*Aim of the task*: Locate each line in the records below that contains the string "piece" and copy those lines out in full.

*Task input*:
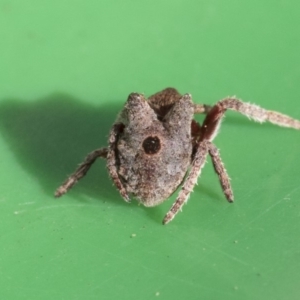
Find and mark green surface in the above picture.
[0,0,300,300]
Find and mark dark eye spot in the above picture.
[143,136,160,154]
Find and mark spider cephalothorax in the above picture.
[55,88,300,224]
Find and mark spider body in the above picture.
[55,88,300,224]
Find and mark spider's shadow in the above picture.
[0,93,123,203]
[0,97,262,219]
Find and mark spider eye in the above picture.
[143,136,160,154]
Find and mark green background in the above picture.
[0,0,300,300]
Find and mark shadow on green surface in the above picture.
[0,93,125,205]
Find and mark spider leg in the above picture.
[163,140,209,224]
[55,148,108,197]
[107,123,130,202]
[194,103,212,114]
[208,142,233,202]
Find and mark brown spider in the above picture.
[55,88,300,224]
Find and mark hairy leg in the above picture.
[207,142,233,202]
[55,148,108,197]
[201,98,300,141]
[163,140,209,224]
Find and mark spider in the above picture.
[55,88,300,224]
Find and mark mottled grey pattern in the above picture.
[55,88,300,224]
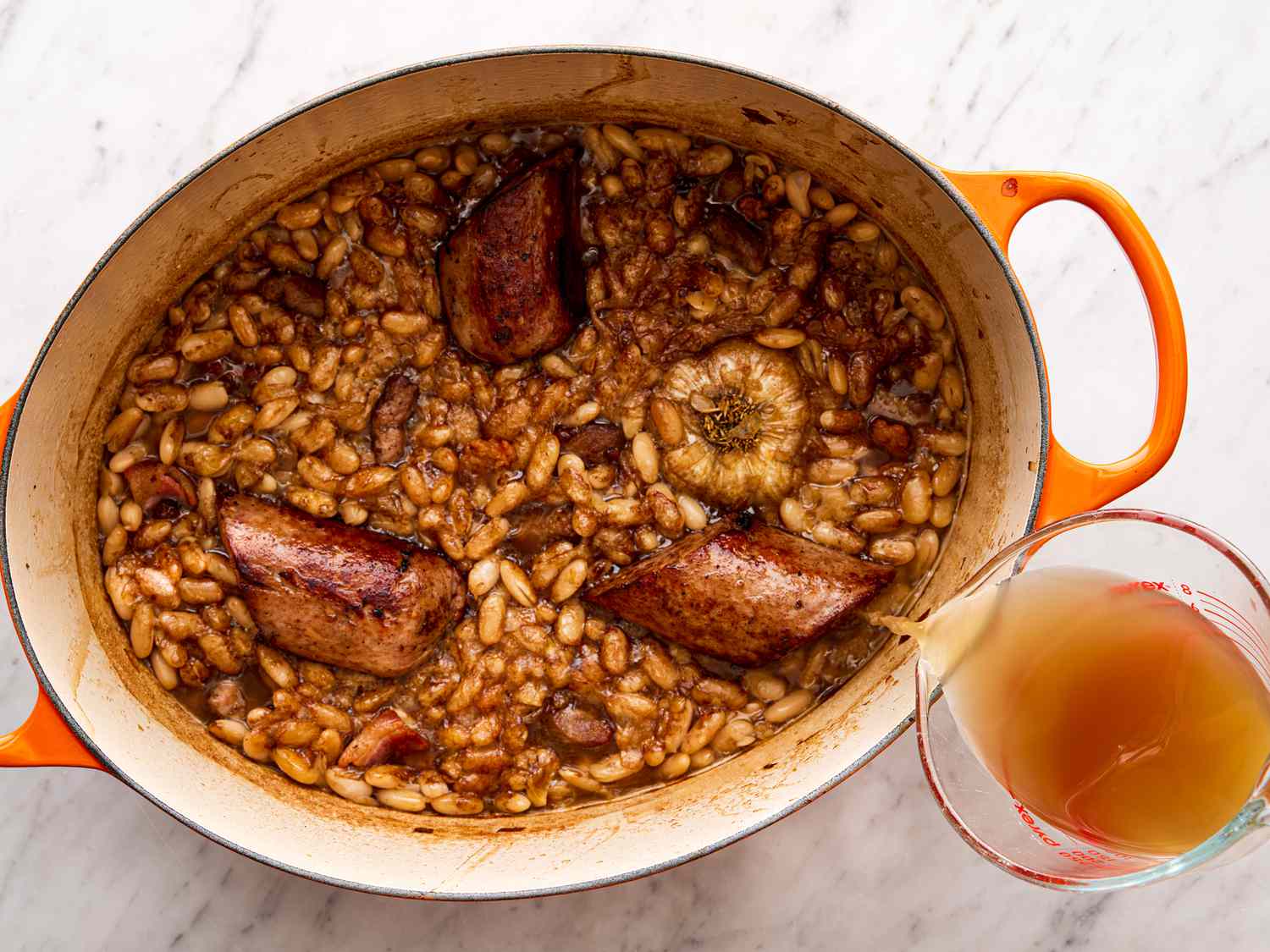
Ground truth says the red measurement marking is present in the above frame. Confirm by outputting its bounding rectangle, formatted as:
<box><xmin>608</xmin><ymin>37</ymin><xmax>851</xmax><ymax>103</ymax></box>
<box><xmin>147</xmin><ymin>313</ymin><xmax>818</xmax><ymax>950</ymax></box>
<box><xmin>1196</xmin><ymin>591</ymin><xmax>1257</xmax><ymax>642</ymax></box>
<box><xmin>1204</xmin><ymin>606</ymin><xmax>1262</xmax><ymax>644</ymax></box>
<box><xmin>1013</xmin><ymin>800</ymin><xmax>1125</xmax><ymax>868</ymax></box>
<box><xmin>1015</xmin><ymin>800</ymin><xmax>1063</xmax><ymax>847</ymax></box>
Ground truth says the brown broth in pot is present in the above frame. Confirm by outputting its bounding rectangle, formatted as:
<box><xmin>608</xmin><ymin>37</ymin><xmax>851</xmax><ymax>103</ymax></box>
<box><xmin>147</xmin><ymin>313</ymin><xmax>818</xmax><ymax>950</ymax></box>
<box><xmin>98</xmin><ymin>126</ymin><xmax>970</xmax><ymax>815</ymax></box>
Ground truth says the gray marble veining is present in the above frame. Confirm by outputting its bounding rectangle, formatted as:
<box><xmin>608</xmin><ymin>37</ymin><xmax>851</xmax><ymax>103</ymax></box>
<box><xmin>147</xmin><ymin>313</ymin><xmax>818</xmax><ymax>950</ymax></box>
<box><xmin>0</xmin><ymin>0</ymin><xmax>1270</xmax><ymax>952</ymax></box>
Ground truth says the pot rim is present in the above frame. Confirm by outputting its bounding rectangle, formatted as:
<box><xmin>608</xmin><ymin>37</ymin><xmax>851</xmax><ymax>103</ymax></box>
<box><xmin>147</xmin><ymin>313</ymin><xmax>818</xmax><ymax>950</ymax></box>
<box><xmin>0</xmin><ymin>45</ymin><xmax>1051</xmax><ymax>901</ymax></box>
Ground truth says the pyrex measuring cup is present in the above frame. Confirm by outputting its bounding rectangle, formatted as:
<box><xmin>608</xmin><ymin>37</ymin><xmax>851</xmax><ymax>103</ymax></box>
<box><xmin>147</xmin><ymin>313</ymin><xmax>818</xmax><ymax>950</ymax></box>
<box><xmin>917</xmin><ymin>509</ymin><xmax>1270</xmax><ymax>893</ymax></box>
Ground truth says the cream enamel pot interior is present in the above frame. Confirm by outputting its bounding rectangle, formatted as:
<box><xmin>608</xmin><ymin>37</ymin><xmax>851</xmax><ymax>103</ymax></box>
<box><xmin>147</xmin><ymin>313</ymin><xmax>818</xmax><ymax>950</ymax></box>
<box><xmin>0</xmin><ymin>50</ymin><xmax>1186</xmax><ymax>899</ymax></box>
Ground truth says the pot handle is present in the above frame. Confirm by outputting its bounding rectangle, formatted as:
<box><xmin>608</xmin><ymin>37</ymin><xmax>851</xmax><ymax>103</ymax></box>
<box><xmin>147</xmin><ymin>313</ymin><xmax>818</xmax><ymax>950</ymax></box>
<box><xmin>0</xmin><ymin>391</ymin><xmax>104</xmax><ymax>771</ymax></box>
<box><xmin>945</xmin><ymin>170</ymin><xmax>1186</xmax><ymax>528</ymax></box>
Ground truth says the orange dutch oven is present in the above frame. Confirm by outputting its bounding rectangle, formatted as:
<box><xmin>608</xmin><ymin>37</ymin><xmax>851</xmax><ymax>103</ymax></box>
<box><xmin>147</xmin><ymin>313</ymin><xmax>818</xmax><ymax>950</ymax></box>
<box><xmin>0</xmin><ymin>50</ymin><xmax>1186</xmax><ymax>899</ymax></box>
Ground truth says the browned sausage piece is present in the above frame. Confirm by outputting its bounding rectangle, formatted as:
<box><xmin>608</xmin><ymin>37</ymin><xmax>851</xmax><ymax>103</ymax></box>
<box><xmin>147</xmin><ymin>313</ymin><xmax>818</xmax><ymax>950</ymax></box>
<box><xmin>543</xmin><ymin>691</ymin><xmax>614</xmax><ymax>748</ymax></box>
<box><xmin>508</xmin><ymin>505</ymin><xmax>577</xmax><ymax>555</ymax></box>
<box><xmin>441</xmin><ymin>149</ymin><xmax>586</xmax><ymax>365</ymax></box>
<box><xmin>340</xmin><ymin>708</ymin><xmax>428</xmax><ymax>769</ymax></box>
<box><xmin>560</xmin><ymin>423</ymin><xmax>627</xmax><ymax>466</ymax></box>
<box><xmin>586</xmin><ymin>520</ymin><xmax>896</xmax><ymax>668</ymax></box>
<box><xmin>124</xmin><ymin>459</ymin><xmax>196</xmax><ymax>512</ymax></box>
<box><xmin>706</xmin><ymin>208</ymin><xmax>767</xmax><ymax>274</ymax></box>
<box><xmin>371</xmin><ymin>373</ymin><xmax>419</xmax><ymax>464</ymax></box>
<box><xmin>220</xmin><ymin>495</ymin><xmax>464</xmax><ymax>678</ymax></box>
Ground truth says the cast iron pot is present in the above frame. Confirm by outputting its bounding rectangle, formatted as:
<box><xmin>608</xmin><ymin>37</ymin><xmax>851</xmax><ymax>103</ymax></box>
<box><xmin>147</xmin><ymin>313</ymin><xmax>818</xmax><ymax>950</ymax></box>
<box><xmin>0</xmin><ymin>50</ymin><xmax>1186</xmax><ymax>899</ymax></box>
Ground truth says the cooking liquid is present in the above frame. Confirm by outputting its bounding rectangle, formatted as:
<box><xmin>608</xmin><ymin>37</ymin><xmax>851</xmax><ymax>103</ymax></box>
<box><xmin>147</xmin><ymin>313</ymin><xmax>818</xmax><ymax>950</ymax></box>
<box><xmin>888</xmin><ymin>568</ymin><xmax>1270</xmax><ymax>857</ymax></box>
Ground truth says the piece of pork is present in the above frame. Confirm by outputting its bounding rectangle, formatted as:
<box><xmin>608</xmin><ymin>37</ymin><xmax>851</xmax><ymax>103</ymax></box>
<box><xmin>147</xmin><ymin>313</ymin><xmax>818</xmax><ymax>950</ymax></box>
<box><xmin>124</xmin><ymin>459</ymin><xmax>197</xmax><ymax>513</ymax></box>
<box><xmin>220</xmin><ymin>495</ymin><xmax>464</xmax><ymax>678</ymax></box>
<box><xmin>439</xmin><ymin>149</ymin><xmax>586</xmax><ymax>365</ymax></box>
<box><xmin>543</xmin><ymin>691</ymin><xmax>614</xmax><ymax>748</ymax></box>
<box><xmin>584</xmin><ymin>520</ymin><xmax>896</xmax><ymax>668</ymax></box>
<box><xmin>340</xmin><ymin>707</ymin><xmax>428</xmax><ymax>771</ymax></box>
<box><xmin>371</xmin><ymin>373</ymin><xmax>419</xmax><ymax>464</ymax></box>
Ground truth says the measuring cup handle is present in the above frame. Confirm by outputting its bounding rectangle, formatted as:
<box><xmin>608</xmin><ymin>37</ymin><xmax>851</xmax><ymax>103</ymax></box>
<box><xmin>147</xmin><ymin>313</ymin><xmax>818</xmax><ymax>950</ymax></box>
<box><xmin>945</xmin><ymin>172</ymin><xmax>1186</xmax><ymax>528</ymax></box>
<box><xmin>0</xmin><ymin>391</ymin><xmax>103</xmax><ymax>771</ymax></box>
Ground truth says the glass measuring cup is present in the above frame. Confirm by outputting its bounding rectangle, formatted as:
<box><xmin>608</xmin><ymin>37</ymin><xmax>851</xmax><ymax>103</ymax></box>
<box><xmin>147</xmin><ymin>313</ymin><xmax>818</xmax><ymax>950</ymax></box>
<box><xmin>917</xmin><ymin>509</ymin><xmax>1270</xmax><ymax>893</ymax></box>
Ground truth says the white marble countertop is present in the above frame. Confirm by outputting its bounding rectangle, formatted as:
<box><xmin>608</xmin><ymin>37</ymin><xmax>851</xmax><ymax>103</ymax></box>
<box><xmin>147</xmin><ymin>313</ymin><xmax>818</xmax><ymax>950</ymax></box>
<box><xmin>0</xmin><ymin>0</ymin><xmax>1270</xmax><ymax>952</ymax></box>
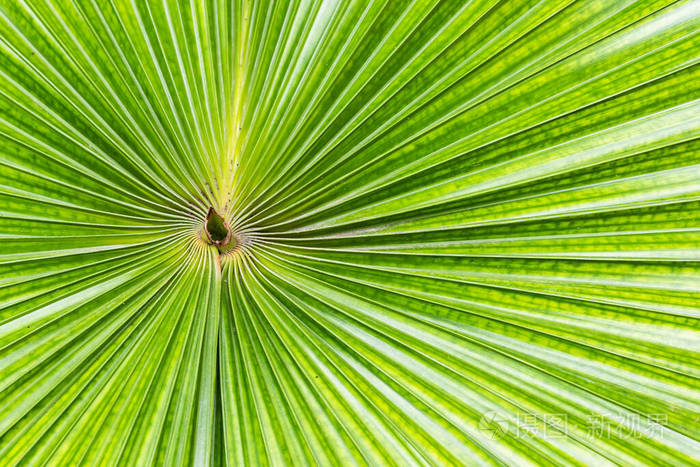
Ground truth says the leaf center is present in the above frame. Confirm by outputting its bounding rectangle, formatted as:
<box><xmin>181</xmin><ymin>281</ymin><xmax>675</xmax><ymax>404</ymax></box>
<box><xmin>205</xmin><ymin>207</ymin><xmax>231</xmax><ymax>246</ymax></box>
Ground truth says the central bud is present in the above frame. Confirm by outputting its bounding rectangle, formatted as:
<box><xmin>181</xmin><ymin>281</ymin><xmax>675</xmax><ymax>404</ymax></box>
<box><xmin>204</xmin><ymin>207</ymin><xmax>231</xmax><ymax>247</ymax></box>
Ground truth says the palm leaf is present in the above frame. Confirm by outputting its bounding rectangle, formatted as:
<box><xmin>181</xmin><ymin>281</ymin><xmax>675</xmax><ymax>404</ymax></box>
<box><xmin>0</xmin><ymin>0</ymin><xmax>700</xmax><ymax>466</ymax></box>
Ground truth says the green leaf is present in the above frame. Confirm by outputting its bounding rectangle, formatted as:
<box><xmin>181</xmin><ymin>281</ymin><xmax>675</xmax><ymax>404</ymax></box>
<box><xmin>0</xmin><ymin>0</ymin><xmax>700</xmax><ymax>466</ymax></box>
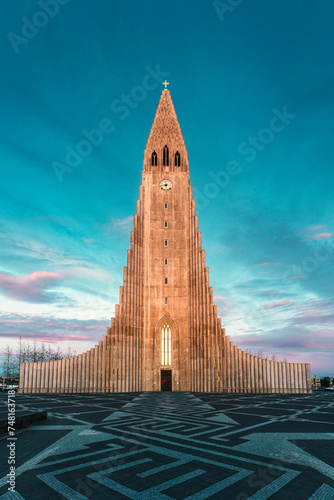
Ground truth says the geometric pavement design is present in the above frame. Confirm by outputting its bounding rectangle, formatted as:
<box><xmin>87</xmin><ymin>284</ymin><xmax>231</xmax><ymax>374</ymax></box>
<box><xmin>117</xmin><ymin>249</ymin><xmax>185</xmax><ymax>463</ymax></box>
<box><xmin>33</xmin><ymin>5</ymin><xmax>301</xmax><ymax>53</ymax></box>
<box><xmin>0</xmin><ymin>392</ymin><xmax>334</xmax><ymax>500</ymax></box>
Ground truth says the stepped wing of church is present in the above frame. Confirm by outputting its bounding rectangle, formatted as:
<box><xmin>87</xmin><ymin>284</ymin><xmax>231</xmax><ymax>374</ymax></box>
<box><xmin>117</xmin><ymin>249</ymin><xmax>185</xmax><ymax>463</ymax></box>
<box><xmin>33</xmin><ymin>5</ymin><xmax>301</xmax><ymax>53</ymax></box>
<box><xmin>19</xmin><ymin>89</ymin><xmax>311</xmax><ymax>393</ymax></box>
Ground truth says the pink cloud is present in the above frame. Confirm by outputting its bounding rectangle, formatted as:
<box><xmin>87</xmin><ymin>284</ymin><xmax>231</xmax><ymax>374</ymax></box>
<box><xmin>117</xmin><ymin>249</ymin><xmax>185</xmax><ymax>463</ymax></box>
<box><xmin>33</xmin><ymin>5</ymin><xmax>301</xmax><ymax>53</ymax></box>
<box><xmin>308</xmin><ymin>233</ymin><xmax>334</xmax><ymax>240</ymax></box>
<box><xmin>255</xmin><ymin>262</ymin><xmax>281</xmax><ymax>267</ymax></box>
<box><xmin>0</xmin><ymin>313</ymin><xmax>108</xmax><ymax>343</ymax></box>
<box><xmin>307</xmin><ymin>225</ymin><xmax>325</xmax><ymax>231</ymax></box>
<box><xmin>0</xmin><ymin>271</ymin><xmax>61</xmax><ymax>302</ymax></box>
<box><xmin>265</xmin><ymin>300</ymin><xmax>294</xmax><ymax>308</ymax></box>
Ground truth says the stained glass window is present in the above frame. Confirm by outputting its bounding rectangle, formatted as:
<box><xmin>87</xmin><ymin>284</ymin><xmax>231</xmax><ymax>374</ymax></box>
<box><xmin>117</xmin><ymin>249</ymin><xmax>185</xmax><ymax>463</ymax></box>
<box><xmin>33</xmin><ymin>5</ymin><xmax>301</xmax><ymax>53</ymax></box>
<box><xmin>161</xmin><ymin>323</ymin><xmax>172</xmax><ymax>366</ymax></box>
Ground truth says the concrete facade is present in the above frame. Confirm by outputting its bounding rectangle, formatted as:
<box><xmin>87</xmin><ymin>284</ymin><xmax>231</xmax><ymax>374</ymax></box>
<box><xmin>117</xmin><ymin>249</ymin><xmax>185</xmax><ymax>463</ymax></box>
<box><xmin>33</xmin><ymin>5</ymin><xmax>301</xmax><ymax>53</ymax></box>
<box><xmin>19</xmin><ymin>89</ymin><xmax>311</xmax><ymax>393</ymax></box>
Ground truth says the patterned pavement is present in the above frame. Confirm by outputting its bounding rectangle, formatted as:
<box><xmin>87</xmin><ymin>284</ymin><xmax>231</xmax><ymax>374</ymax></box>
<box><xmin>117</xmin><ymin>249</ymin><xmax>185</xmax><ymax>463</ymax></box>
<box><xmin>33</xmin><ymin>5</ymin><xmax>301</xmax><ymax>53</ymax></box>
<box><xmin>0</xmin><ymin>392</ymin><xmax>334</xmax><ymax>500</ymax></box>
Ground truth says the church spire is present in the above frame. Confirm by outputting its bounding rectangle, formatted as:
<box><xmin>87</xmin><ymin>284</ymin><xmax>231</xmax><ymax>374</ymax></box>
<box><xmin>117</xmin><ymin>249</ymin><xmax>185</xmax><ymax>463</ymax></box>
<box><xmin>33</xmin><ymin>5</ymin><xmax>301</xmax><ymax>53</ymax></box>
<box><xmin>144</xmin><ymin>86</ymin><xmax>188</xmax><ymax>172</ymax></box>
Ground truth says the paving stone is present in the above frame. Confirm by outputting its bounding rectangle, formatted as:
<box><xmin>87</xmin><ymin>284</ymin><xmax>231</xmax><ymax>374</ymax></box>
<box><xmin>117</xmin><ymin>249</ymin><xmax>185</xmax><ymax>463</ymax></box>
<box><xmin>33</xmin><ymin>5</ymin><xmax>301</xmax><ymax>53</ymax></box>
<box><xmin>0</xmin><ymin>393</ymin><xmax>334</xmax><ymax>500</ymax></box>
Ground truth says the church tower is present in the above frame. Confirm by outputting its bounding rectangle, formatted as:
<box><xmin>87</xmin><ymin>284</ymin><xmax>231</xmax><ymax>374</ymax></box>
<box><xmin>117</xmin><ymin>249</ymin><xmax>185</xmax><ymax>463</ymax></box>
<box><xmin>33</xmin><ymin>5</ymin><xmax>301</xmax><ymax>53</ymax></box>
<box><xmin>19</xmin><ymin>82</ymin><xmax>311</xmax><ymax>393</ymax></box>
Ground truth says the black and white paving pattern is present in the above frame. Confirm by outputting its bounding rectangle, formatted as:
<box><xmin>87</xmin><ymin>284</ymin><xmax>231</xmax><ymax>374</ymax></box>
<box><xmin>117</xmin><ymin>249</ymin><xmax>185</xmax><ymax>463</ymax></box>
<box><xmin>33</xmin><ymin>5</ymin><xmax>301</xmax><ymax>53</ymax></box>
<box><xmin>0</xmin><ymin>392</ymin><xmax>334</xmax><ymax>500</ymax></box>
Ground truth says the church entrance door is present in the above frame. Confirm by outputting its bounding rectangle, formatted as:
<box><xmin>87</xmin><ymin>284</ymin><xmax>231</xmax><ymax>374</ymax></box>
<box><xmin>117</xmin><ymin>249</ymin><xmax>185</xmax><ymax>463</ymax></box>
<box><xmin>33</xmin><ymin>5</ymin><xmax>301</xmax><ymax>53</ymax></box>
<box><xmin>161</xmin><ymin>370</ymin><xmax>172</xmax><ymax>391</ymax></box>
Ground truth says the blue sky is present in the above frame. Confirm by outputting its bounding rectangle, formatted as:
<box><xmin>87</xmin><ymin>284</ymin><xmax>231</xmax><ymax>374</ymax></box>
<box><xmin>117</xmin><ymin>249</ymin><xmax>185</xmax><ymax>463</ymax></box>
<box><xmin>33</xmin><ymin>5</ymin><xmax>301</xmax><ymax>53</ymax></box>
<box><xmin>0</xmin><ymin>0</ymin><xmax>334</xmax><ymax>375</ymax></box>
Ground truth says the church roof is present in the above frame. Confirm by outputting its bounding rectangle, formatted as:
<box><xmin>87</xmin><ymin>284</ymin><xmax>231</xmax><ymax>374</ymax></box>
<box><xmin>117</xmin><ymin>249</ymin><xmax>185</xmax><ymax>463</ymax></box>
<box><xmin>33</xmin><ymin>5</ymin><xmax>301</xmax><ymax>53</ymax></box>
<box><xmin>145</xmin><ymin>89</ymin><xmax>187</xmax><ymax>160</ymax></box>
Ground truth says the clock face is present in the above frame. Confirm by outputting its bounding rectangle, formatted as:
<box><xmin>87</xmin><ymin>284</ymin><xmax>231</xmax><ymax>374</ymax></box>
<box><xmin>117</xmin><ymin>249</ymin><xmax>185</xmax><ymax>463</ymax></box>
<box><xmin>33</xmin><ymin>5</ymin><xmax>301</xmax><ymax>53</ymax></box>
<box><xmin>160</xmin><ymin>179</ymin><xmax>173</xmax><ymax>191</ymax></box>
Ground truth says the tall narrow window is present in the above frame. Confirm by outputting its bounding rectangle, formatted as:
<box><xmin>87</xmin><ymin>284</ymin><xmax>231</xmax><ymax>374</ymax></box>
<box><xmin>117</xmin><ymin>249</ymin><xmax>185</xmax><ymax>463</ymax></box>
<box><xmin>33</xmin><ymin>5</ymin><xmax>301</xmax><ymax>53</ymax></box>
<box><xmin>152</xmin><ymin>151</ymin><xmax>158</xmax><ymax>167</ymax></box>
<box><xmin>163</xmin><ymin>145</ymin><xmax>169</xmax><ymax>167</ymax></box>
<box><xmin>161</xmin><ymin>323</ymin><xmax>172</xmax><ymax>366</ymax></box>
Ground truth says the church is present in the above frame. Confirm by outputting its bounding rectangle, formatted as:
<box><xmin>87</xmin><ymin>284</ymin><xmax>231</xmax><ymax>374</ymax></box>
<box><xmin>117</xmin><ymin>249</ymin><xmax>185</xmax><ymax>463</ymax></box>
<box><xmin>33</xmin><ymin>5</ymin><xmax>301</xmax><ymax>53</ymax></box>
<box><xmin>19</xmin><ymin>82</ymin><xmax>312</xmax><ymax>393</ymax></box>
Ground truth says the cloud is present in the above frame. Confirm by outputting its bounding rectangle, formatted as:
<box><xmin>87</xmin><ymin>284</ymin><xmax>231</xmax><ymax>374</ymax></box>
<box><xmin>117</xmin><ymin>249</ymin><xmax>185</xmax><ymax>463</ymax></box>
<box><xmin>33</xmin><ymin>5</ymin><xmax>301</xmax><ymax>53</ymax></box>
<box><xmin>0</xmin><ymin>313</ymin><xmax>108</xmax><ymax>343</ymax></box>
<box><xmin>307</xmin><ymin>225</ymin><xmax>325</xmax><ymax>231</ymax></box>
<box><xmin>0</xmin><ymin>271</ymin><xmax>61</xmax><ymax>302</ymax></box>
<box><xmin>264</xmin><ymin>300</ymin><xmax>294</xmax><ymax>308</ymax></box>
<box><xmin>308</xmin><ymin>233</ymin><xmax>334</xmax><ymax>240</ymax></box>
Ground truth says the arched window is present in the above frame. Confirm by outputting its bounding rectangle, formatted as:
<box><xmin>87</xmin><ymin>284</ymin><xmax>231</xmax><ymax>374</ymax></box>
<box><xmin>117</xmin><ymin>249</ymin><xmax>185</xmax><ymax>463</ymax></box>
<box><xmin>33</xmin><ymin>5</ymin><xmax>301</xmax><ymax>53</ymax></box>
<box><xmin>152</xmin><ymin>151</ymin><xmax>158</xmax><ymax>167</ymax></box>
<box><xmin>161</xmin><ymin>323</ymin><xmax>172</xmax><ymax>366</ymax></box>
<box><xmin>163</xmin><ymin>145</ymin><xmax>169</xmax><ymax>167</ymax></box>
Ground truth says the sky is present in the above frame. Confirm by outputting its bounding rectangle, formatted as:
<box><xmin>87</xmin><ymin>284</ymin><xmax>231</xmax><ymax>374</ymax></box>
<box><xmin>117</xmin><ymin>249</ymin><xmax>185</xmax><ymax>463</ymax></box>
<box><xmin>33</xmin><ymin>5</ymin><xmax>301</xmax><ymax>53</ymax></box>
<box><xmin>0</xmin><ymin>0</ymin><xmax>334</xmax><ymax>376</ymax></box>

*Expected output*:
Ground truth says the browned sausage piece is present in the above frame. Confirm by outputting its bounding rectangle, formatted as:
Ground truth says the piece of pork is present in the above frame. Confirm by outputting its bounding rectangle, formatted as:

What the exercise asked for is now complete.